Цитируемый текст
РУССКИЙ ДРАМАТИЧЕСКИЙ ТЕАТР В ПЕТЕРБУРГЕ “ГРАЖДАНСКИЙ БРАК”

После довольно длинного ряда театральных пьес, утомлявших нас своею пустотою и бессодержательностью, мы наконец были зрителями драматического представления, которое уже невозможно упрекнуть в бедности сюжета. 25-го ноября на сцене Александринского театра, в бенефис почтенного артиста русской труппы г. Зуброва, сыграна в первый раз комедия Н. И. Чернявского “Гражданский брак”.

Пьеса эта возбуждала много толков, споров и противоречий в кружках театральном и литературном; во всем же остальном грамотном мире русском о ней, вероятно, из газет и журналов известно только, что она “встречала препятствия по цензурным условиям”, а потому можно предполагать, что в обществе, где нет никогда недостатка в стремлении вкусить запрещенного, должно быть очень много лиц, желающих знать: что такое заключается в этом “Гражданском браке”, выходившем такою многотрудною стезею на русскую сцену.

Задание 1
Перепишите без изменений фрагмент записей, который начинается строкой, содержащей "Spot every wing", и заканчивается строкой, содержащей "[166,410,671,634]", включая обе эти строки. Изображения в ответ не включайте.

Записи
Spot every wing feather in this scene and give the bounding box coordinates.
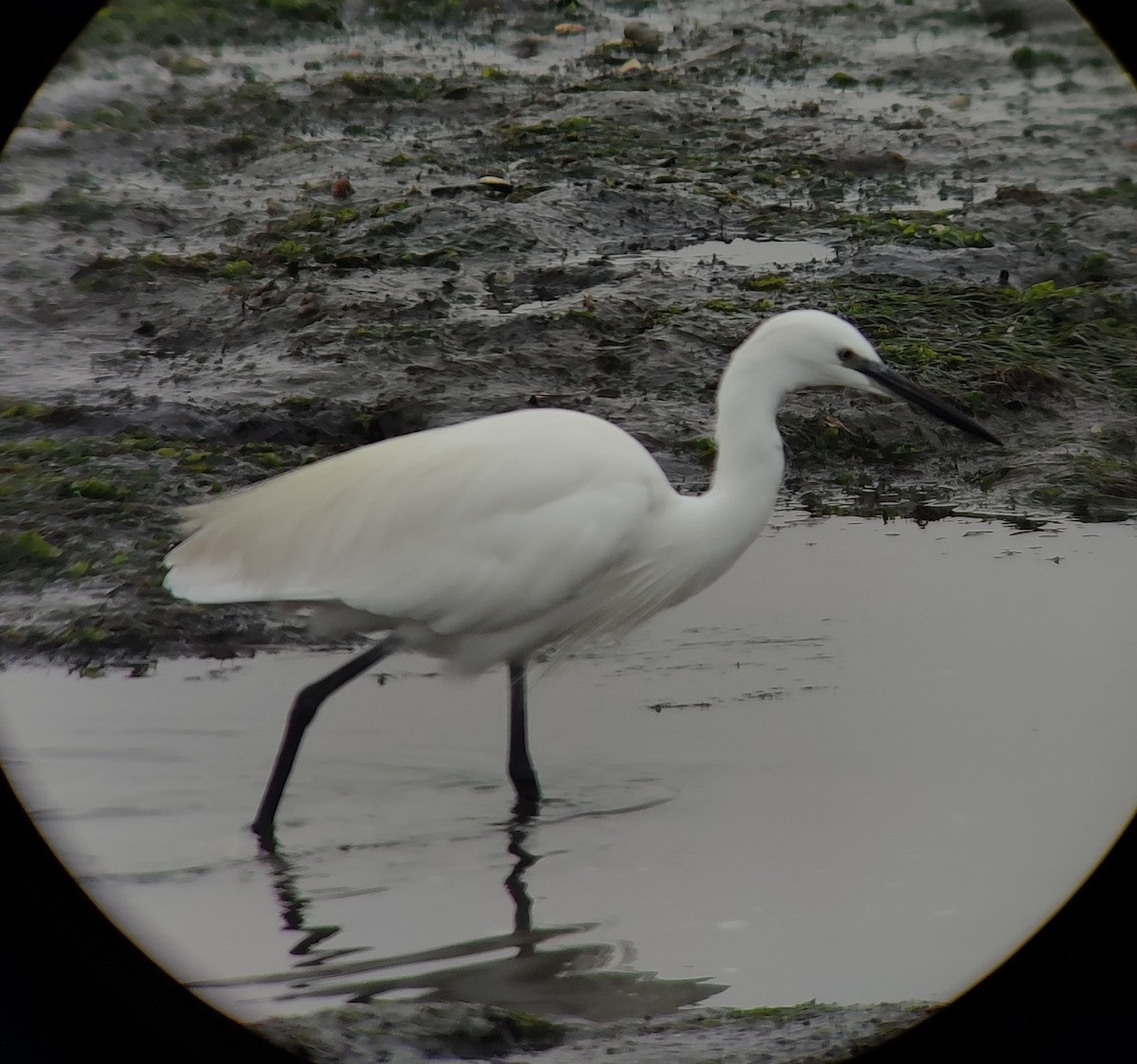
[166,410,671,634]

* * *

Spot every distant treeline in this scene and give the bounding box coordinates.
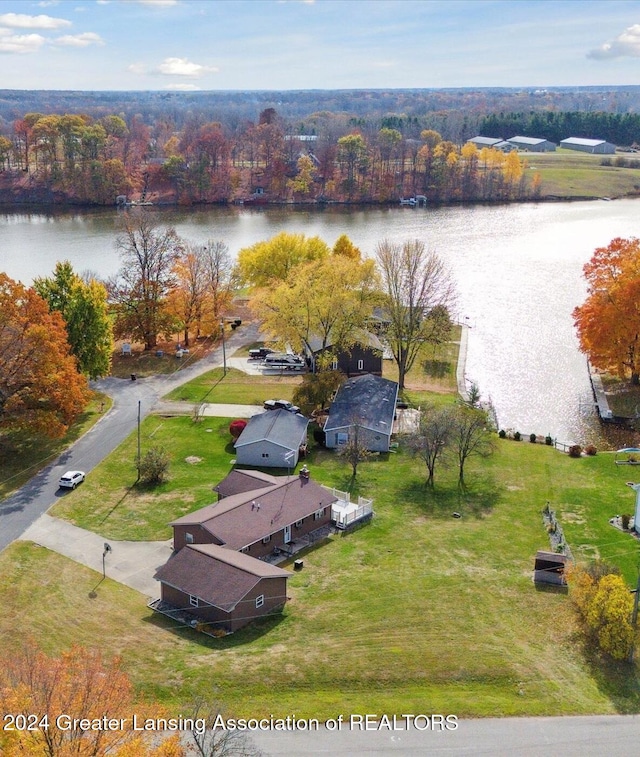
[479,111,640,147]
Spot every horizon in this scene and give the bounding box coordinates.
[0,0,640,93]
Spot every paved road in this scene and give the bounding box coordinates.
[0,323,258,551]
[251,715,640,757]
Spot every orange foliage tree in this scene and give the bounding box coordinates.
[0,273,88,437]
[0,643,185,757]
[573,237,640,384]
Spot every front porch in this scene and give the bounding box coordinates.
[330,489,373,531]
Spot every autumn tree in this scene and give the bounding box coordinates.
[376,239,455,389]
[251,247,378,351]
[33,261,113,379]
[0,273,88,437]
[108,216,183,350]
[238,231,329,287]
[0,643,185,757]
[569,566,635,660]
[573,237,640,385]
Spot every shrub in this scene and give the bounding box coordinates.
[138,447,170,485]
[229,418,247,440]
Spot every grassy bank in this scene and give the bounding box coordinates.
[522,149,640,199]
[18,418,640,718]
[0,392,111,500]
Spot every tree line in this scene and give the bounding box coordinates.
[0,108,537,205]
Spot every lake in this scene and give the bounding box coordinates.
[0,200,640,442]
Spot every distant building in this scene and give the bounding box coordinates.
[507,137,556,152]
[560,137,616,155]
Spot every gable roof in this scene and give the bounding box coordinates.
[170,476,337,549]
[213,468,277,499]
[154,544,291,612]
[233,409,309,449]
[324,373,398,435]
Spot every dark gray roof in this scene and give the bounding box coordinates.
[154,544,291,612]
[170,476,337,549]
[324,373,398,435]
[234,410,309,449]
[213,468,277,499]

---

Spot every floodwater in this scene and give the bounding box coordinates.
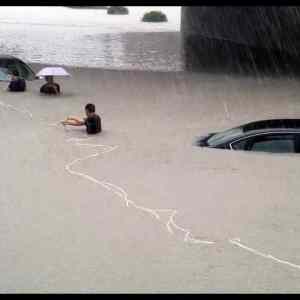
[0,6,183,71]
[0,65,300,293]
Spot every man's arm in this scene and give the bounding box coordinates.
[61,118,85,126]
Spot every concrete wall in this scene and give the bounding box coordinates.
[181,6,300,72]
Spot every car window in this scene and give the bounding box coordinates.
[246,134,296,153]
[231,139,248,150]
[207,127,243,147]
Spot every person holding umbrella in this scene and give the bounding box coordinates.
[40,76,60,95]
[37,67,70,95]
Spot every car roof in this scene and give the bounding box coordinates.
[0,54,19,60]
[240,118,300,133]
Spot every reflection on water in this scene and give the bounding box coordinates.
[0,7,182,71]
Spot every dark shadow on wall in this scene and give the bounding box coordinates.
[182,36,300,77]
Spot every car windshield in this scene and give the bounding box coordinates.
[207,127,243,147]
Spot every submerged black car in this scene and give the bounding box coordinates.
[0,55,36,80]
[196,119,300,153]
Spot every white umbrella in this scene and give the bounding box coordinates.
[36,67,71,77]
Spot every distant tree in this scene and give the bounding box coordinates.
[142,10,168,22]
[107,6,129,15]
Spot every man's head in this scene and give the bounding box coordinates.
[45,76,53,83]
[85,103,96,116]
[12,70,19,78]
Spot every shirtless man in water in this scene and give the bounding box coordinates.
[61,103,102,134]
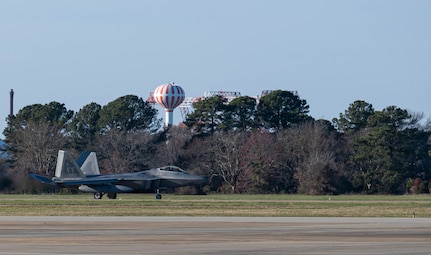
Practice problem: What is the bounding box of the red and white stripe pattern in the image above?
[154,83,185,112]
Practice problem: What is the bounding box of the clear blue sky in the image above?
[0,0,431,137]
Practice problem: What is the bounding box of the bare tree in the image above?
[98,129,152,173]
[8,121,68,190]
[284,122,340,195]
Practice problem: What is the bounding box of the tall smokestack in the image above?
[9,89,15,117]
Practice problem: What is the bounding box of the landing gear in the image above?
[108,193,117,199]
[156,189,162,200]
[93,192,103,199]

Задание 2
Подхватите статью о первой постановке комедии «Гражданский брак» на сцене Александринского театра и продолжите её, начав сразу после последнего приведённого предложения.

Ожидаемый ответ 1
Spot every wing feather in this scene and give the bounding box coordinates.
[166,410,671,634]

Ожидаемый ответ 2
В целях удовлетворения этого любопытства мы постараемся рассказать содержание “Гражданского брака” с некоторой полнотою.

“В деревне, в одной из приволжских губерний”, живет помещик. Павел Николаевич Стахеев (роль которого играл г. Григорьев 1-й), вдовец, с дочерью своею Любочкою, или Любовью Павловною (г-жа Струйская 1-я). Мы видим их в первый раз утром, за чайным столом, выставленным на довольно просторную террасу, с которой открывается очень недурной вид. Стахеев говорит с дочерью о заехавшем в их края “молодом чиновнике из Петербурга” Валериане Петровиче Новосельском (г. Нильский), которого домашний учитель Стахеевых, “студент из семинаристов”, Кузьма Иванович Новоникольский (г. Самойлов), повел на охоту и, вероятно, порядком промучит, таская его по болотам.

— Ну, да ничего, — говорит старик Стахеев, находя, что такой променад вовсе не лишнее дело для петербургского нежохи, Новосельского.

Стахееву мало и заботы о Новосельском: это он говорит так, чтобы о чем-нибудь говорить, сойдясь за чайным столом с дочерью. Ему ровно нет никакого дела лично до Новосельского, но ему близка дочь его, Люба.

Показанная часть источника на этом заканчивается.